------ Data for this task
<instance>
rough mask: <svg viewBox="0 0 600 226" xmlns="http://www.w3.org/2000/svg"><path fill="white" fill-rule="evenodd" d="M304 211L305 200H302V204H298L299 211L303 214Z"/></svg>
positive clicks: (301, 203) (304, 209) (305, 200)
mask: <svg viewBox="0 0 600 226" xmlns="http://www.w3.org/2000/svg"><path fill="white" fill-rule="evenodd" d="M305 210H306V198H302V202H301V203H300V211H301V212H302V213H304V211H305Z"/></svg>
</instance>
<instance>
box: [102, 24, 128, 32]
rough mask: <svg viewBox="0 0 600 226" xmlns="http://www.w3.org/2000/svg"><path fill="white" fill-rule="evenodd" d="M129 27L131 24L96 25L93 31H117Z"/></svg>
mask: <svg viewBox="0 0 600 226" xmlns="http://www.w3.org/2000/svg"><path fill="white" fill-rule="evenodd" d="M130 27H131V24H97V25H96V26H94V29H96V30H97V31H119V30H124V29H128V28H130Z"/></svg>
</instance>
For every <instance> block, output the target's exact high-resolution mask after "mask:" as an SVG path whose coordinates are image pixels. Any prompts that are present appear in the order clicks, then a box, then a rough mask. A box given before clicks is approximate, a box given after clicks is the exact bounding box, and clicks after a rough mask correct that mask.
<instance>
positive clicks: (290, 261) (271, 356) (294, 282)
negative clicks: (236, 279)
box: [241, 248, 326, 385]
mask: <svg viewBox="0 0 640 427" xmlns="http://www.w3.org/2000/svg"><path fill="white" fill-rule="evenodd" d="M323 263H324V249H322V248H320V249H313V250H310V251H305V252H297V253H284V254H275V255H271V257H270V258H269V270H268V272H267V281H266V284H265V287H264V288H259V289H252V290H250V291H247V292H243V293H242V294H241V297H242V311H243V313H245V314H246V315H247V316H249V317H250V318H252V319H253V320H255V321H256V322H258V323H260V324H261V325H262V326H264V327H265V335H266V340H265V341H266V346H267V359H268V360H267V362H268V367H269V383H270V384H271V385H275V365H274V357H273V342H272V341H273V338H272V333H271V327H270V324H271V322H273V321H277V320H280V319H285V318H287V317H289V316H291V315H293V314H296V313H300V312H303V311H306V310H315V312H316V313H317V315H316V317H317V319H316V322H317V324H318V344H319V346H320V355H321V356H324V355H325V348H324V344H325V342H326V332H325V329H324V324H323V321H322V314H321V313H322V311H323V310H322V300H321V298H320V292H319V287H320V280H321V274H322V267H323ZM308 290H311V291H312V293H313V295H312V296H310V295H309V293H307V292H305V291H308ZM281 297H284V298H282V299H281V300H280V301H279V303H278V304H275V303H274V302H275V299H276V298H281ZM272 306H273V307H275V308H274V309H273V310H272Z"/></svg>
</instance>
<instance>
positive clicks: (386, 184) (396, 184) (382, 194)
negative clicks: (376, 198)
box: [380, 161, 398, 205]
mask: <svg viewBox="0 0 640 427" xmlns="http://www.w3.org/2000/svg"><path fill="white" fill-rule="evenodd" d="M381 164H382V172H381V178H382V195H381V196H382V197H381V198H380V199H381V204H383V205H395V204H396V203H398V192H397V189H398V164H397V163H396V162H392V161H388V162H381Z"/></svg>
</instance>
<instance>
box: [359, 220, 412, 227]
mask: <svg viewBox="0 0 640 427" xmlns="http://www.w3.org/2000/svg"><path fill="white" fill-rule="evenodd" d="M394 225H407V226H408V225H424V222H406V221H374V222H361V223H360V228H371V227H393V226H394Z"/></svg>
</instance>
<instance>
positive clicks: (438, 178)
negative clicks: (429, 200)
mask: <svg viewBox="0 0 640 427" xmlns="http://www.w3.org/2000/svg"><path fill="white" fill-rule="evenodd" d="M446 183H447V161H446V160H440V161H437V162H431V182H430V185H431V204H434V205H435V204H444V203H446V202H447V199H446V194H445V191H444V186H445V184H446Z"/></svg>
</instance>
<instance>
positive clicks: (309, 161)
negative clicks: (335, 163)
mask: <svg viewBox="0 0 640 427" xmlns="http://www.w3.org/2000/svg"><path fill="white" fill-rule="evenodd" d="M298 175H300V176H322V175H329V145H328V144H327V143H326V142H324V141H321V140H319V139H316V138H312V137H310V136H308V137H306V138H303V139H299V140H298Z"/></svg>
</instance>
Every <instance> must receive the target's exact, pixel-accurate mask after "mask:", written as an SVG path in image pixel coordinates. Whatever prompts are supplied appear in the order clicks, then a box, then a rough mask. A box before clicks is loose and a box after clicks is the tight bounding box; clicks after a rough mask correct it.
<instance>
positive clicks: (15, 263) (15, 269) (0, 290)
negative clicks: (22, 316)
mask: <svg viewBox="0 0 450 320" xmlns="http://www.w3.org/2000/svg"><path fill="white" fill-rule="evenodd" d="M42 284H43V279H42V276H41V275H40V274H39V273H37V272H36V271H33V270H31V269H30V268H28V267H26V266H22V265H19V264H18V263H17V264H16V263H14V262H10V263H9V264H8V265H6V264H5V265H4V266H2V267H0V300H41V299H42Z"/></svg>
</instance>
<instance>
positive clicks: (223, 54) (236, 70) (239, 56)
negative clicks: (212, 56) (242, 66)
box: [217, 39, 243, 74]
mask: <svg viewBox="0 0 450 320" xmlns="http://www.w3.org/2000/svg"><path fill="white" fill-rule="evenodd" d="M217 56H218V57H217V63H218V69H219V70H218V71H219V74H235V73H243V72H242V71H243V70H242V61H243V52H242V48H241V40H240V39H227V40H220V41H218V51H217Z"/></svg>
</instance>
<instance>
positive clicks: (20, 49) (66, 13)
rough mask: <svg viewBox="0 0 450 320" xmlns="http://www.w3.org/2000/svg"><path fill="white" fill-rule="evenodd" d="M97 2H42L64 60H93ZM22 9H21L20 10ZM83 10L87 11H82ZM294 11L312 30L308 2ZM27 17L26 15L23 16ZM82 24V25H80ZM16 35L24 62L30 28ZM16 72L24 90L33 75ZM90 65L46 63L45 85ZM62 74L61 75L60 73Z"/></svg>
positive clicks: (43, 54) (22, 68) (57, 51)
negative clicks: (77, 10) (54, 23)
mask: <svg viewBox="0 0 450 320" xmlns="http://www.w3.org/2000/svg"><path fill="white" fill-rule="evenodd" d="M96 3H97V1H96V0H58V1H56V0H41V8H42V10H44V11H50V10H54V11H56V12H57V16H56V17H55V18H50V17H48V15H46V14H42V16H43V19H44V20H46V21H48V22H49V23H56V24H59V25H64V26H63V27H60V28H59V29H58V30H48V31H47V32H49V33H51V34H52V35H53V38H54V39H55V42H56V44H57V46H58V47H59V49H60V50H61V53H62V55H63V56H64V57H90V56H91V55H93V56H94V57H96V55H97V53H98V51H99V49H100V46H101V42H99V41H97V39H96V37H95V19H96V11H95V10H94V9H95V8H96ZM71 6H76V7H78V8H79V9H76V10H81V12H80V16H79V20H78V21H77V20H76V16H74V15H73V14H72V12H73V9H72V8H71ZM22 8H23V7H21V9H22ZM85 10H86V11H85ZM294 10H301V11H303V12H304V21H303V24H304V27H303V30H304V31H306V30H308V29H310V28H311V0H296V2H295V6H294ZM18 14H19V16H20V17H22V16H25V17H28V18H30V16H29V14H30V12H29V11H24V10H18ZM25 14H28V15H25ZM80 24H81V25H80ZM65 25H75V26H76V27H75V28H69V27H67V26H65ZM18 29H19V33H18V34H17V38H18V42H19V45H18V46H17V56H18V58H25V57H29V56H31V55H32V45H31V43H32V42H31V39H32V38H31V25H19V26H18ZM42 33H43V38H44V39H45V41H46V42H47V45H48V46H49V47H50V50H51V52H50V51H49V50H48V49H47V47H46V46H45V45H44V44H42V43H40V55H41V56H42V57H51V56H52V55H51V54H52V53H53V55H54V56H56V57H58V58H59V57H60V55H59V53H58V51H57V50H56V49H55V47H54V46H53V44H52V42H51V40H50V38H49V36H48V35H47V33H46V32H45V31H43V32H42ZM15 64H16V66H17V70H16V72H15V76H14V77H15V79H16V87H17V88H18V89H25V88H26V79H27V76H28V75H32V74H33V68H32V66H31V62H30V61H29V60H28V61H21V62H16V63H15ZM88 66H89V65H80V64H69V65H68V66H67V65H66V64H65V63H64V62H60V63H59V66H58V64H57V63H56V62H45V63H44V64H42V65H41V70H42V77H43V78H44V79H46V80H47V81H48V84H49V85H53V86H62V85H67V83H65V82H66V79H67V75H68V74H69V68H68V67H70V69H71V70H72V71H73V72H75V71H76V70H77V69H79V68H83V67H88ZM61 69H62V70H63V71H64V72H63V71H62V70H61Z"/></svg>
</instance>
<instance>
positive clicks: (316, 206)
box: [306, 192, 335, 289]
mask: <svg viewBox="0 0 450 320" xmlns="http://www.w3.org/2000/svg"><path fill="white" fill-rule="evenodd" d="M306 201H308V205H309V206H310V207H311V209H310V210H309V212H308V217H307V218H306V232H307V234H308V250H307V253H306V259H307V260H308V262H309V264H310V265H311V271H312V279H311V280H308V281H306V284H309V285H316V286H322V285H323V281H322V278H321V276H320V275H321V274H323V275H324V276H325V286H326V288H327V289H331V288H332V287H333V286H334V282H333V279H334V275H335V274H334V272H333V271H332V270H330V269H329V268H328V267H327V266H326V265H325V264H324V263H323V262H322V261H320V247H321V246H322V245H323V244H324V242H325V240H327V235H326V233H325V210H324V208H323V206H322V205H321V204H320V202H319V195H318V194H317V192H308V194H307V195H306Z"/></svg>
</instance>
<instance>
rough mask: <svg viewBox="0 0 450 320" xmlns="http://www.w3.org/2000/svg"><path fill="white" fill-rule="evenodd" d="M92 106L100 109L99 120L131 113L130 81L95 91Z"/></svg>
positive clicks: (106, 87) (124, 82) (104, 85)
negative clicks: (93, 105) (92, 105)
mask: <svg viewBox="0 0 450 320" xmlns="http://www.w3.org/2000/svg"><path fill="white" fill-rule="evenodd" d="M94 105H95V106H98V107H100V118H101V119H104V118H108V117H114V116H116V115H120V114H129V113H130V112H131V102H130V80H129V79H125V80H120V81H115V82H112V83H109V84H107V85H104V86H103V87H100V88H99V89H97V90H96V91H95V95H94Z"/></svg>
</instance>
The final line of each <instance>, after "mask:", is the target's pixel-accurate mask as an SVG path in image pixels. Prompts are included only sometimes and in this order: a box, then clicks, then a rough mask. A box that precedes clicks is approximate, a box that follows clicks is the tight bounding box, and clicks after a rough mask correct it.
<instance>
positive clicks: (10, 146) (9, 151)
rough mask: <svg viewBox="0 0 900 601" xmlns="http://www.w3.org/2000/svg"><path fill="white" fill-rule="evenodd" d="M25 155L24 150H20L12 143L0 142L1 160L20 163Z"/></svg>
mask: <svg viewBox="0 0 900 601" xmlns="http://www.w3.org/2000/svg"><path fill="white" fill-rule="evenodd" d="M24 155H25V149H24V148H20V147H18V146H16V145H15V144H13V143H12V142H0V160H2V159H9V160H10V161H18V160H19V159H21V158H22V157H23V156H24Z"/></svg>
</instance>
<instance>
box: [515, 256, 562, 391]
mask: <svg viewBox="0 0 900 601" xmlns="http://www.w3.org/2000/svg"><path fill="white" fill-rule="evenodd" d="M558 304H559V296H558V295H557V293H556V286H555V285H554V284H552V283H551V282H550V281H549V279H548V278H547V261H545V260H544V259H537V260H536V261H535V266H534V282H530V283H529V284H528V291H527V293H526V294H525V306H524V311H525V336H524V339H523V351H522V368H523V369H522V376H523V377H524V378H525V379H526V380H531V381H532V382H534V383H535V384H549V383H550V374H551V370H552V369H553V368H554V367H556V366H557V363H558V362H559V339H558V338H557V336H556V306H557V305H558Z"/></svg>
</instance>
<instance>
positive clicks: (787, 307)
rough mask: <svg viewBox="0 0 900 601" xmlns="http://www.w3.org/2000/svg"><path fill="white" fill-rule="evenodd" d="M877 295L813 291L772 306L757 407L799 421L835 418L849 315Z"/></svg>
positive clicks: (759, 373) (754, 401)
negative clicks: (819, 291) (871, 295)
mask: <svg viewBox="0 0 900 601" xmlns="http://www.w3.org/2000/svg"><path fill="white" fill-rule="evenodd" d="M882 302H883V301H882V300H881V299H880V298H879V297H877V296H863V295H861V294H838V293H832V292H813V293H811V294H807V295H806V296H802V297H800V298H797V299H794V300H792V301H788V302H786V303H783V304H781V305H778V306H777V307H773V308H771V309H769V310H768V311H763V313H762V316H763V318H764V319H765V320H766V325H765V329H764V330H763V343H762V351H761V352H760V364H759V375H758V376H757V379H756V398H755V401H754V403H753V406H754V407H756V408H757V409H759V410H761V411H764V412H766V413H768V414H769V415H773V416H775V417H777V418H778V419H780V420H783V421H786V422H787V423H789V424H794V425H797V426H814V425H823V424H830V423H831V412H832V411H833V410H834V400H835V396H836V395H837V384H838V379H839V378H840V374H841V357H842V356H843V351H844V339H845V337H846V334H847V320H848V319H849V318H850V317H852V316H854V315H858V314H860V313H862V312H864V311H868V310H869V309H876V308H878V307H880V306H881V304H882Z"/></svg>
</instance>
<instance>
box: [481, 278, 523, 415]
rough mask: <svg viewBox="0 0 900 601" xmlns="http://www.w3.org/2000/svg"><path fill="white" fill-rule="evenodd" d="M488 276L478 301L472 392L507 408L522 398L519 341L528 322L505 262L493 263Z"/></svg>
------------
Your task >>
Repeat the data above starting at the line with "negative clicks: (819, 291) (871, 295)" and ending at its last line, exactly, with no other lines.

Result below >>
negative clicks: (819, 291) (871, 295)
mask: <svg viewBox="0 0 900 601" xmlns="http://www.w3.org/2000/svg"><path fill="white" fill-rule="evenodd" d="M882 302H883V301H882V300H881V299H880V298H879V297H877V296H863V295H861V294H838V293H832V292H813V293H811V294H807V295H806V296H802V297H800V298H797V299H794V300H792V301H788V302H786V303H783V304H781V305H778V306H777V307H773V308H771V309H769V310H768V311H763V313H762V316H763V318H764V319H765V320H766V325H765V329H764V330H763V343H762V351H761V352H760V364H759V375H758V376H757V379H756V398H755V401H754V403H753V406H754V407H756V408H757V409H759V410H761V411H764V412H766V413H768V414H769V415H773V416H775V417H777V418H778V419H780V420H783V421H786V422H787V423H789V424H794V425H797V426H814V425H823V424H830V423H831V412H832V411H833V410H834V400H835V396H836V395H837V384H838V379H839V378H840V374H841V357H842V356H843V351H844V339H845V337H846V334H847V320H848V319H849V318H850V317H852V316H854V315H858V314H860V313H862V312H864V311H868V310H869V309H876V308H878V307H880V306H881V304H882Z"/></svg>
</instance>
<instance>
box: [481, 278, 523, 415]
rough mask: <svg viewBox="0 0 900 601" xmlns="http://www.w3.org/2000/svg"><path fill="white" fill-rule="evenodd" d="M488 276L478 301L472 392L507 408L522 398L519 341L528 322L505 262L493 263Z"/></svg>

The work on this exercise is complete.